GIVEN TEXT:
The partners that year had a choice to make. After Frank Hogan's death in 1944, the firm was without a top criminal-defense attorney. Hogan's successor as firm leader, Nelson Hartson, decided that only Sirica or Williams could be made partner that year. The firm could not afford to make two partners, and it couldn't have two chiefs of its trial practice.
Sirica would be coming in from the outside. But Williams had not yet been at the firm for the seven years usually required for partnership.
The decision-making became as immersed in family ties as in law-firm politics. One of the firm's partners was Frank Guider–his father was John W. "Duke" Guider, who had married Hogan's daughter. According to The Man to See, Evan Thomas's biography of Edward Bennett Williams, Duke Guider was so enamored of Ed Williams that his son, Frank, came to hate his brother-in-law.
Frank Guider's dislike of Williams prevailed. Sirica was made a partner.
Williams angrily quit. He went on to found his own law firm with Paul Connolly, a colleague from Hogan & Hartson, and Williams & Connolly would go on to become one of the nation's best-known law firms. Williams would at various times own the Baltimore Orioles and the Washington Redskins and become an influential leader of the Democratic Party.
Sirica was appointed to the federal bench eight years later. His integrity and common sense helped him to almost single-handedly unravel the complex web of Watergate and led to the impeachment of President Richard Nixon.
Thus the Hogan & Hartson decision to not make Ed Williams a partner was a pivotal moment in legal history. If Williams had stayed, Hogan & Hartson might have become as famous as Williams & Connolly. And Sirica might never have become the famous Watergate judge.
Hogan & Hartson has some consolation prizes. With more than 1,000 lawyers worldwide–and some 460 in DC–it is now Washington's largest law firm. Former partners like David Tatel and John Roberts are important federal judges. One partner, John Keeney, is president of the District of Columbia Bar Association. Another, E. Tazewell Ellett, is president of the Virginia Bar Association.
During the Clinton administration, Hogan lawyer Samuel R. "Sandy" Berger guided foreign policy in the White House as the firm spread into international hot spots like China and Eastern Europe.

INFORMATION SUPPLIED:

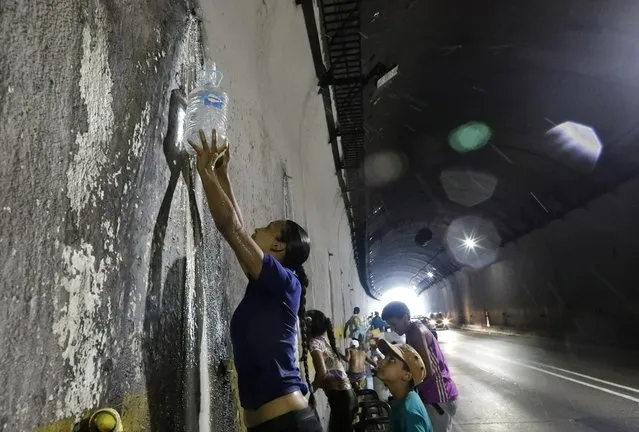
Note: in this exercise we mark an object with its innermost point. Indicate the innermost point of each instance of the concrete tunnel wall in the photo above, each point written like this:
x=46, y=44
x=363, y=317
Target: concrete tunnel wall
x=576, y=278
x=113, y=276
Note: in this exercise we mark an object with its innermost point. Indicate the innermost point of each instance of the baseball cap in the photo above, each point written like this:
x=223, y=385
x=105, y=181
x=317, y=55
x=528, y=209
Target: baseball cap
x=408, y=355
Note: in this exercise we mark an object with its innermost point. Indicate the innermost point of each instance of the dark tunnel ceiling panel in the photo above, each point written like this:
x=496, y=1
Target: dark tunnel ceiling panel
x=520, y=67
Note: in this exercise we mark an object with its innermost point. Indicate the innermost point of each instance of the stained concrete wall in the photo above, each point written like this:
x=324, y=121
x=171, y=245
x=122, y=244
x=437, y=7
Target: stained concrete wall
x=115, y=285
x=576, y=278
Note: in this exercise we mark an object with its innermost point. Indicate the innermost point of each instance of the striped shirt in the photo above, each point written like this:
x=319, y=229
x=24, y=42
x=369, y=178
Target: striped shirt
x=438, y=387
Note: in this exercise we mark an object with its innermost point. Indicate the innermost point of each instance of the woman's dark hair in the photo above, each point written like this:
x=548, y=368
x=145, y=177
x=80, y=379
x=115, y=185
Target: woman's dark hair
x=298, y=247
x=320, y=324
x=395, y=310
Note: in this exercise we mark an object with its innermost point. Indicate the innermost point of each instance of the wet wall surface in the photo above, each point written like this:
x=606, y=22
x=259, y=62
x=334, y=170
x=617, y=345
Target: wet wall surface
x=574, y=279
x=98, y=302
x=115, y=284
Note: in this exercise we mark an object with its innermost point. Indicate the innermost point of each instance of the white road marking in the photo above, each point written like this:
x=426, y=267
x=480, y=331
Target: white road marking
x=583, y=383
x=610, y=383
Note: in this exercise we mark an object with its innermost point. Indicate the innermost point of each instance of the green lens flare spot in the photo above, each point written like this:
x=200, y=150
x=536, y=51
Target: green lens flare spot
x=470, y=136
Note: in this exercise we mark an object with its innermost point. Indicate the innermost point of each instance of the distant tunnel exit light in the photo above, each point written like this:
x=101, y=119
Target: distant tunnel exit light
x=406, y=295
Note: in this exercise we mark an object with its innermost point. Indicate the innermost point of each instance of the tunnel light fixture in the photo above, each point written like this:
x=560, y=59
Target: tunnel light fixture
x=470, y=243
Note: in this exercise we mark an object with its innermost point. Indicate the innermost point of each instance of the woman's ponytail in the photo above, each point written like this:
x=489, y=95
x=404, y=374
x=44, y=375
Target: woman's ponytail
x=301, y=314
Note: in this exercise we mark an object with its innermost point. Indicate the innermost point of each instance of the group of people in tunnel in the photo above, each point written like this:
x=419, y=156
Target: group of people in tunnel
x=264, y=327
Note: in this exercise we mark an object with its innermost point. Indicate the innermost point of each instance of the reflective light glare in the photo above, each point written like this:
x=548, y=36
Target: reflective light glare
x=470, y=242
x=575, y=145
x=388, y=76
x=406, y=295
x=473, y=241
x=470, y=136
x=468, y=187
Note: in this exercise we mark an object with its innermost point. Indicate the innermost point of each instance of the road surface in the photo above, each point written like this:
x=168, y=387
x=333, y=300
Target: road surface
x=526, y=384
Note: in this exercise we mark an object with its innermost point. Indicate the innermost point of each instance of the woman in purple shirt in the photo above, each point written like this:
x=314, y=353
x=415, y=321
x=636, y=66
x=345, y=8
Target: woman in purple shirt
x=263, y=327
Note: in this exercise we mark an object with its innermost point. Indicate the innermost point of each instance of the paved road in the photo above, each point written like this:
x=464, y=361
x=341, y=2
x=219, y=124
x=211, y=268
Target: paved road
x=535, y=385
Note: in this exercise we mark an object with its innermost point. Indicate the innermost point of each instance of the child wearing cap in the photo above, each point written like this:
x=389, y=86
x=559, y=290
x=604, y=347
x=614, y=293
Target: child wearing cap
x=402, y=370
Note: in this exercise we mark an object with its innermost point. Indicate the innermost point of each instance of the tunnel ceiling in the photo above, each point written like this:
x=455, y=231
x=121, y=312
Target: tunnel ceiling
x=507, y=76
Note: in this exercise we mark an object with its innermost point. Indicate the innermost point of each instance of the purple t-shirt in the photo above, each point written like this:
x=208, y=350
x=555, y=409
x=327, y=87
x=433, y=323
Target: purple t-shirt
x=439, y=386
x=263, y=331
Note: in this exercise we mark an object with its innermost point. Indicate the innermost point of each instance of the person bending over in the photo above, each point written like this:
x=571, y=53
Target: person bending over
x=438, y=391
x=329, y=373
x=357, y=358
x=402, y=370
x=264, y=325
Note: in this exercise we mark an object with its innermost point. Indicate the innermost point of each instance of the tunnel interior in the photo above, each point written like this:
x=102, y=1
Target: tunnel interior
x=492, y=164
x=480, y=157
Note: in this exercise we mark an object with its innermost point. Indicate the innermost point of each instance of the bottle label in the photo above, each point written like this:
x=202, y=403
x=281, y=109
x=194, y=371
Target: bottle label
x=211, y=99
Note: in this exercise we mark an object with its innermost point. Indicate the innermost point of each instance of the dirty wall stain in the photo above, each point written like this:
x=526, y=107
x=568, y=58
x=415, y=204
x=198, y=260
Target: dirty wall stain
x=95, y=88
x=81, y=328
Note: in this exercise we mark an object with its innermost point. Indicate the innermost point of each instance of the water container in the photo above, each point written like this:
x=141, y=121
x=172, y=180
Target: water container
x=206, y=109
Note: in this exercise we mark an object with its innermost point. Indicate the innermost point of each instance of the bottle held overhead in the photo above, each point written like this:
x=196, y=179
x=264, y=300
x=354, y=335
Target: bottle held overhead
x=207, y=108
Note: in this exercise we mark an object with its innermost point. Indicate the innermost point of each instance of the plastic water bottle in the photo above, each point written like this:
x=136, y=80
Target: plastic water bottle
x=206, y=109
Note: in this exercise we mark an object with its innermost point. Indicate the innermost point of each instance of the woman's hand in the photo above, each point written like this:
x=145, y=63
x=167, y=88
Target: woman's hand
x=209, y=155
x=222, y=164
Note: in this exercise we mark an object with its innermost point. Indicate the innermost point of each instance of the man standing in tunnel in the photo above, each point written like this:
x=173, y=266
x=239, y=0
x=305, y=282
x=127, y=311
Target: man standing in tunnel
x=438, y=391
x=353, y=327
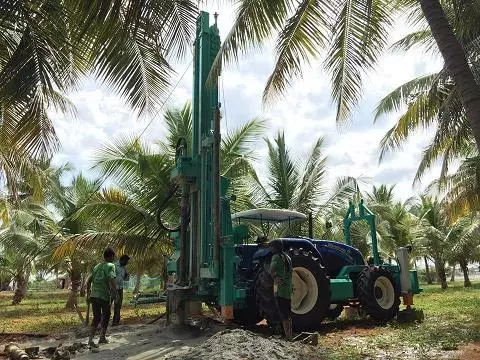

PROBLEM: Please write the next part of the text about Hogan & Hartson, picking up after its last sentence. These items have no connection to the text about Hogan & Hartson.

ANSWER BOX:
Surrounded by better-known competitors like Covington & Burling, Arnold & Porter, and Williams & Connolly, Hogan & Hartson is the quiet giant of Washington law.
Rivals in Washington law admit that they don't know what to make of Hogan & Hartson. "When you think of litigation, you think of Williams & Connolly," says a prominent lawyer. "For regulatory matters, it's Covington & Burling. Lobbying is Akin Gump or Patton Boggs. Telecommunications, it's Wilmer, Cutler & Pickering. You don't think of Hogan first for anything."
Such talk seems inexplicable to the Hogan & Hartson partners inside their I.M. Pei-designed headquarters at 13th and F streets. Says firm chair Warren Gorrell, a lanky Princetonian, "I can't believe that's the case."
There is no arguing that Hogan & Hartson has charged into the 21st century. Hogan attorneys are spreading out over the world like the colored squares in a game of Risk. After decades in which it was the third-biggest firm in town, Hogan has now solidified its hold on the top spot.
It is the only Washington firm that now has more lawyers based outside of Washington than in. Hogan & Hartson's worldwide practice plays key roles in projects from Brazil to Bangladesh. Its attorneys planned the rebuilding of much of Eastern Europe and guided the writing of a new constitution in Afghanistan.
Hogan & Hartson has declared its founding date to be 1904. That is the year Frank Hogan quit his job as counsel for the War Department and with an investment of $200 hung his shingle at 918 F Street, Northwest. Hogan's 1,000 lawyers plan to converge in November at the Doral Golf Resort in Miami to celebrate the firm's centennial.
Founding partner Frank Hogan was the preeminent lawyer of his day. According to a firm history by Lester Cohen, Hogan could walk into a courtroom without notes and recite passages from memos and letters verbatim. He had a lisp, a handicap he would win the affection of juries by acknowledging. He often would move from "point two" to "point four" and tell the jury it was "because I can't pronounce thwee."
Hogan, then a plaintiff's attorney, was especially good at winning negligence suits against Capital Traction, operator of the Washington trolley system. He was so good that Capital Traction hired him so he'd stop suing the company. Hogan's firm defended Capital Traction against lawsuits for the next 50 years, until the trolleys stopped rolling in 1962.
In 1918, Hogan hired a Spanish-American War veteran, William H. Donovan, who took over most of the legal work for client Riggs Bank. In 1924, Hogan, Donovan, and a lawyer named Nubby Jones were joined by three new partners: Hogan son-in-law John W. "Duke" Guider, Arthur J. Phelan, and Nelson Hartson.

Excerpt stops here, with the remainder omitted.